** Exercise directions **
Reproduce the entries below with every occurrence of "limestone block" swapped for "granite slab", leaving everything else unchanged and omitting the pictures.

** Data in this exercise **
+ + + + +
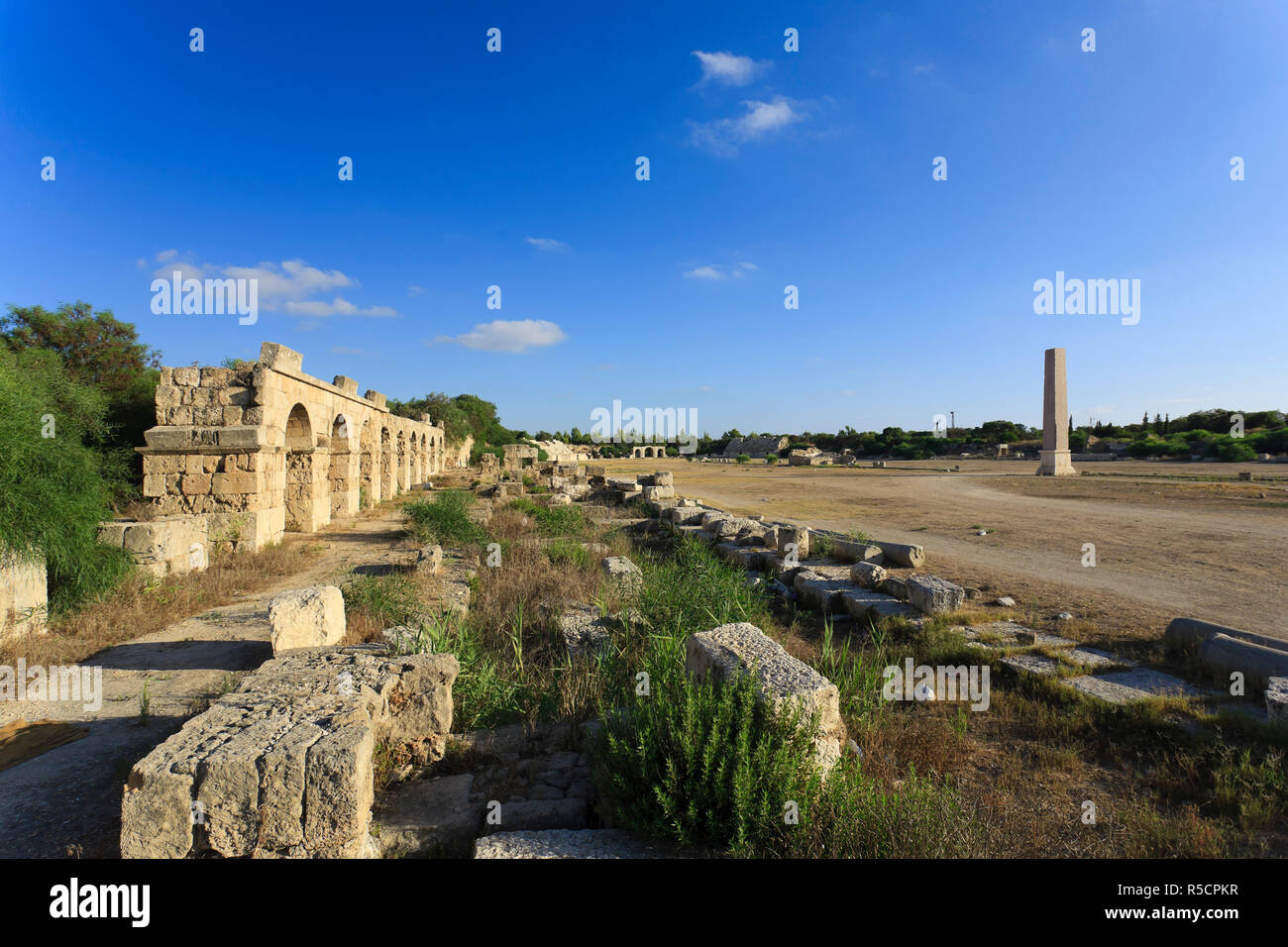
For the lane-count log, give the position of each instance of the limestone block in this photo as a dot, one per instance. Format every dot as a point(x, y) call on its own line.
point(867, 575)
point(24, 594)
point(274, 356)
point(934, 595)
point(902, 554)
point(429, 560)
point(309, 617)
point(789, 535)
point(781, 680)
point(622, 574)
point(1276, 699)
+ + + + +
** Solution to this task **
For the lane-count log, give the position of each instance of the granite slab in this photo as a dot, one per instance. Format every dot as a point(x, y) call on its own line.
point(867, 575)
point(24, 594)
point(274, 356)
point(934, 595)
point(902, 554)
point(429, 560)
point(309, 617)
point(789, 535)
point(781, 680)
point(622, 574)
point(1276, 699)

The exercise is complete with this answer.